New York State Court of Claims

New York State Court of Claims

SAVOIA v. THE STATE OF NEW YORK, #2002-016-070, Claim No. 105181, Motion Nos. M - 64325, CM - 64556


Synopsis



Case Information

UID:
2002-016-070
Claimant(s):
ANTHONY SAVOIA
Claimant short name:
SAVOIA
Footnote (claimant name) :

Defendant(s):
THE STATE OF NEW YORK
Footnote (defendant name) :

Third-party claimant(s):

Third-party defendant(s):

Claim number(s):
105181
Motion number(s):
M - 64325
Cross-motion number(s):
CM - 64556
Judge:
ALAN C. MARIN
Claimant's attorney:
Capiello Hofmann & KatzBy: Elizabeth Blair Starkey, Esq.
Defendant's attorney:
Cerussi & SpringBy: Richard W. Ashnault, Esq.
Third-party defendant's attorney:

Signature date:
July 1, 2002
City:
New York
Comments:

Official citation:

Appellate results:

See also (multicaptioned case)



Decision

Anthony Savoia has alleged he was injured while working on the Robert Moses Causeway in Suffolk County, which was done as part of a contract between the defendant State of New York and his employer, Weeks Marine Services. Mr. Savoia, a crane operator, while working on a crane barge adjacent to the Causeway, slipped and fell on its deck which had an "accumulation of debris, tools and materials." (Cl affirm in sup, exh 1, ¶¶ 5,6 & 8). Savoia was injured on November 8, 1999. On November 7, 2001, Savoia served his claim together with a motion seeking an order permitting the claim to be filed and served two years after its accrual; ordinarily under the Court of Claims Act (the "Act"), a lawsuit for personal injury sounding in negligence must be brought within 90 days (§10.3).[1]

Claimant's motion has two bases. One, he relies upon §10.6 of the Court of Claims Act, which permits the late filing of a claim; in the case of negligence, no later than three years following accrual. Secondly, he maintains that federal law authorizes a three-year limitations period.

Claimant maintains that inasmuch as the injury occurred in navigable waters of the United States, it is subject to federal maritime law, and 46 App USCA §763a applies. That provision establishes a three-year statute of limitations for a "suit for recovery of damages for personal injury or death or both, arising out of a maritime tort..."[2] For the predicate substantive law, claimant looks to the Longshore and Harbor Workers' Compensation Act, 33 USCA §§ 901 et seq., which covers workers, other than seaman, who are injured in such waters. [3]

In Alston v State of New York, 97 NY2d 159, 737 NYS2d 45 (2001), the Court of Appeals, relying on the United States Supreme Court's Alden v Maine ruling (527 US 707 [1999]), held that New York State's waiver of sovereign immunity in its consenting to be sued in the Court of Claims was not absolute, but was contingent upon compliance with the requisites of the Court of Claims Act, including the relevant filing deadlines. In Alston, the six months' limitations period established by §10.4 of the Act trumped the three-year period provided by the Fair Labor Standards Act, 29 USCA §201 et seq. Accordingly, Savoia's theory that a federal three-year statute of limitations for maritime torts obtains in his case cannot be sustained.
____
> [WRITTEN EXERCISE 1]
List every section of the Court of Claims Act that the court decision cites.

Stored data
____
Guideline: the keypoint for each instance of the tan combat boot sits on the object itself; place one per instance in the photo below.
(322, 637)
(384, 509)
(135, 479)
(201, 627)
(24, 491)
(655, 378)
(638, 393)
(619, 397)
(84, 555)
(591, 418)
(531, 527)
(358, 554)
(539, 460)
____
> [WRITTEN EXERCISE 2]
Show every line of the entries that contains the string "keypoint", matching case exactly.

> [FINAL RESULT 1]
§10.3
§10.6
§10.4

> [FINAL RESULT 2]
Guideline: the keypoint for each instance of the tan combat boot sits on the object itself; place one per instance in the photo below.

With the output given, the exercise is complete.